» **WRITTEN PROBLEM**
Reproduce every line of the records below verbatim, but leave out the pictures.

» **GIVEN DATA**
• • •

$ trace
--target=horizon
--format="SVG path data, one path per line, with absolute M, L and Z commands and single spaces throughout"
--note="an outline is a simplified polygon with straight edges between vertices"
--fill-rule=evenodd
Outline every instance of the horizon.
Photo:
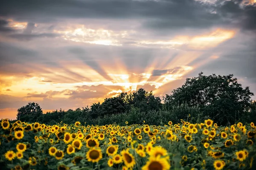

• • •

» **COMPLETE RESPONSE**
$ trace
--target=horizon
--format="SVG path data, one path per line, with absolute M, L and Z commands and single spaces throughout"
--note="an outline is a simplified polygon with straight edges between vertices"
--fill-rule=evenodd
Outline every instance of the horizon.
Photo:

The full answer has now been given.